= TASK TO COMPLETE =
Copy the records again, changing "nose" to "mouth" everywhere it appears and leaving everything else as it is.

<<<<

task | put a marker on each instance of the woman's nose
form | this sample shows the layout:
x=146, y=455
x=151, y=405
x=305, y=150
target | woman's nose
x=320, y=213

>>>>

= ANSWER TO THIS TASK =
task | put a marker on each instance of the woman's mouth
form | this sample shows the layout:
x=146, y=455
x=151, y=405
x=305, y=150
target | woman's mouth
x=320, y=213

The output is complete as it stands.